#### WRITTEN TASK
Copy out the lines below, swapping every "single dot" for "single mark" and leaving everything else as it is.

#### RECORD LIST
>> start

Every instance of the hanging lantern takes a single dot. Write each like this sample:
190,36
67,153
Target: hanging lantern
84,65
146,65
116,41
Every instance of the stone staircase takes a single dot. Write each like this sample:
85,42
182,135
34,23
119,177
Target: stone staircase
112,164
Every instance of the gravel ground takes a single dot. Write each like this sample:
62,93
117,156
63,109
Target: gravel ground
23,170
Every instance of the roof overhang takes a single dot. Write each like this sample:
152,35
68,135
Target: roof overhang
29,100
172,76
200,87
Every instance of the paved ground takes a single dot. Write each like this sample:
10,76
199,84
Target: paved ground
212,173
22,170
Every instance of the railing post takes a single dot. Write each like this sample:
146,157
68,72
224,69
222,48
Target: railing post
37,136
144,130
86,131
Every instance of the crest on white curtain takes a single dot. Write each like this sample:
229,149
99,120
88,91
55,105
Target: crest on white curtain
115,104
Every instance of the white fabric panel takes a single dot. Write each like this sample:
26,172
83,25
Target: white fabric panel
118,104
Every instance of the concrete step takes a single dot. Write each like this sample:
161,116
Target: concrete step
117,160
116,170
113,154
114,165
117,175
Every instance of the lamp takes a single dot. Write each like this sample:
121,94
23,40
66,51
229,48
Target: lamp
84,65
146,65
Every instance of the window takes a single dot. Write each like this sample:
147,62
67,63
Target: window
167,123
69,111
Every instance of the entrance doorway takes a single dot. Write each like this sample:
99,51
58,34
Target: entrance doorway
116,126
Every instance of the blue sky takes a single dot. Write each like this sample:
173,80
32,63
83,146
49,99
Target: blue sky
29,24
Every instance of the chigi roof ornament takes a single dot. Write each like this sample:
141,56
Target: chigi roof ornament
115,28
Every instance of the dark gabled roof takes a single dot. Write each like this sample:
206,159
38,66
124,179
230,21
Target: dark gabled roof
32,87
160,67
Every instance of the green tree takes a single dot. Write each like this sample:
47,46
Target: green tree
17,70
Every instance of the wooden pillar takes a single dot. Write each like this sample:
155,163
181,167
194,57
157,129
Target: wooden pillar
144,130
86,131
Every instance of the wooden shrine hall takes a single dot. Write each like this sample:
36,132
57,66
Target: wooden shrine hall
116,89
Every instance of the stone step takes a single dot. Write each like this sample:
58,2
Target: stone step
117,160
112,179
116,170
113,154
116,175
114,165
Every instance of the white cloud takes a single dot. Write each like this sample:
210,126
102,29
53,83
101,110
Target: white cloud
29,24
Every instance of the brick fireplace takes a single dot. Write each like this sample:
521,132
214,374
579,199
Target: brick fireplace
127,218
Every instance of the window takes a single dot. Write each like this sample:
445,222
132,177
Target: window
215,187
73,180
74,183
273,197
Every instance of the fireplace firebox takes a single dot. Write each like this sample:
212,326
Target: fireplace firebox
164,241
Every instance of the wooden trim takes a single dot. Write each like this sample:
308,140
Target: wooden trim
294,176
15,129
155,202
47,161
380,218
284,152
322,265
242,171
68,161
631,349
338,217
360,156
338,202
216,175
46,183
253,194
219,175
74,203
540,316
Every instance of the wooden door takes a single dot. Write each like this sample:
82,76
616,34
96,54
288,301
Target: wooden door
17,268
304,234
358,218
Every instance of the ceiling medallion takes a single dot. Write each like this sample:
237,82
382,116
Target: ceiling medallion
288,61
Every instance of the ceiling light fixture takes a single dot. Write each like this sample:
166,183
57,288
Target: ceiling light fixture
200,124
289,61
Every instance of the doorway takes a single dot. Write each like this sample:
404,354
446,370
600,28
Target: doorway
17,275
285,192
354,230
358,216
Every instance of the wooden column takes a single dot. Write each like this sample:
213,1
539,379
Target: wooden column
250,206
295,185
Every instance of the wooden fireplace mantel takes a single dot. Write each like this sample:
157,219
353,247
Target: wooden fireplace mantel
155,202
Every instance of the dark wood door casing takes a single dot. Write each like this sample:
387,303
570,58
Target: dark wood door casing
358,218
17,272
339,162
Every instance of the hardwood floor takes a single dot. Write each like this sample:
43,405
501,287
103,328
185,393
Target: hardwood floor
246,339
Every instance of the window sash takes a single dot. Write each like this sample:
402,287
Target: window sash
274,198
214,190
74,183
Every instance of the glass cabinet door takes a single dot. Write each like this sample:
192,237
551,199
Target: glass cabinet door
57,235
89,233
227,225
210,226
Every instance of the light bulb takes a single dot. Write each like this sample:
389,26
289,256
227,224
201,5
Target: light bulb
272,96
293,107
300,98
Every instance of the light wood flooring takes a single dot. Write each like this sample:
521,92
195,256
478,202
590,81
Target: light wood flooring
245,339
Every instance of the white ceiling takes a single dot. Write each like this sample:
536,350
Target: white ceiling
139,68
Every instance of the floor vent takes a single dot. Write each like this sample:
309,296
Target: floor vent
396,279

>> end

#### ANSWER FOR THE TASK
Every instance of the hanging lantern takes a single mark. Write each like this sample:
190,36
67,153
Target: hanging lantern
84,65
146,65
116,41
Every instance of the stone staircase takes a single mark. Write each like this sample:
85,42
182,135
34,23
119,177
Target: stone staircase
112,164
Every instance of the gravel ground takes a single mark. Write each like this sample:
62,93
117,156
63,109
Target: gravel ground
23,170
Every instance of the roof overhang takes a single mark. Write each like this sample:
152,35
68,135
Target: roof overhang
29,100
172,76
200,87
Every instance of the paved ground takes a single mark. Write each like this sample:
10,76
199,84
Target: paved ground
212,173
22,170
Every instance of the railing post takes a single mark. Write each like this sample:
146,157
68,72
224,69
222,48
Target: railing post
37,136
144,130
86,131
Every instance of the crest on white curtain takes a single mark. Write each like this sample:
229,149
99,120
88,91
55,105
Target: crest on white curtain
115,104
Every instance of the white fabric panel takes a single mark. Write each like this sample:
26,172
83,25
Target: white fabric panel
118,104
Every instance of the concrete step takes a single mark. Write each like this sample:
161,116
Target: concrete step
117,160
116,170
113,154
114,165
117,175
Every instance of the lamp takes a single mark. Write each like this sample:
121,94
23,40
66,51
229,48
Target: lamp
84,65
146,65
Every instance of the window takes a single mark. Write each like this sample:
147,62
67,63
Target: window
167,123
69,111
Every instance of the entrance doorway takes a single mark. Write each like this sample:
99,51
58,34
Target: entrance doorway
116,126
Every instance of the blue sky takes a single mark. Write each like this sample:
173,80
32,63
83,146
49,99
Target: blue sky
29,24
Every instance of the chigi roof ornament takes a single mark. Write each like this sample:
141,56
Target: chigi roof ornament
115,28
Every instance of the dark gabled roof takes a single mark. Write each like this sample:
206,159
38,66
124,179
230,21
Target: dark gabled roof
32,87
160,67
Every instance of the green tree takes a single mark. Write each like this sample:
47,46
Target: green tree
17,70
Every instance of the wooden pillar takes a single mark. Write each like this sample:
155,163
181,167
194,57
157,129
Target: wooden pillar
144,130
86,131
Every instance of the wooden shrine hall takes a single mark. Write each like this sample:
36,132
57,66
Target: wooden shrine hall
116,89
Every instance of the stone step takes a single mark. Write each like this sample:
58,2
Target: stone step
117,160
112,179
116,170
113,154
116,175
114,165
Every instance of the white cloud takes a single mark. Write each like this sample:
210,126
102,29
53,83
101,110
Target: white cloud
29,24
Every instance of the brick fireplace takes a single mark. Write each like this sample:
521,132
214,374
579,199
Target: brick fireplace
127,218
Every instance of the window takes a single mark. Write each like this sample:
445,222
132,177
Target: window
215,187
73,180
74,183
273,197
Every instance of the fireplace firebox takes a single mark. Write each like this sample:
212,326
Target: fireplace firebox
164,241
Every instance of the wooden trim takes a single mark. Write each like this sample:
308,140
Target: wooden trim
294,176
15,129
155,202
47,161
380,218
284,152
322,265
242,171
68,161
631,349
338,217
360,156
338,202
216,175
46,183
253,194
219,175
74,203
540,316
Every instance of the wooden door takes a single mark. Write each like this sample:
82,76
616,34
96,54
288,301
Target: wooden door
17,268
304,234
358,218
Every instance of the ceiling medallion takes a single mark. Write each like this sample:
237,82
382,116
Target: ceiling medallion
288,61
Every instance of the ceiling light fixture takes a single mark. Write each like this sample:
166,183
57,288
Target: ceiling light fixture
200,124
289,61
Every instance of the doorway takes a single mark. Write each like this sample:
404,354
446,370
600,28
Target: doorway
17,275
285,192
354,230
358,216
Every instance of the wooden column takes a single mark. Write each like this sample:
213,1
539,379
Target: wooden column
250,206
295,185
Every instance of the wooden fireplace mantel takes a single mark. Write each like this sample:
157,219
353,247
Target: wooden fireplace mantel
155,202
Every instance of the dark wood door casing takes a single mark. Write each like this sample:
387,303
570,58
Target: dark wood door casing
358,218
17,272
339,162
Every instance of the hardwood floor takes a single mark. Write each like this sample:
43,405
501,287
103,328
185,393
Target: hardwood floor
246,339
Every instance of the window sash takes a single mark. Write each like this sample:
402,287
Target: window sash
274,198
214,190
74,183
Every instance of the glass cabinet door takes a single mark. Write each like this sample:
192,237
551,199
Target: glass cabinet door
57,235
89,233
227,225
210,226
Every instance of the light bulb takes a single mark. Write each like this sample:
389,26
289,256
227,224
201,5
Target: light bulb
272,96
293,107
300,98
Every instance of the light wood flooring takes a single mark. Write each like this sample:
521,92
195,256
478,202
590,81
Target: light wood flooring
245,339
Every instance of the white ceiling takes a single mark. Write each like this sample:
536,350
Target: white ceiling
139,68
Every instance of the floor vent takes a single mark. Write each like this sample:
309,296
Target: floor vent
396,279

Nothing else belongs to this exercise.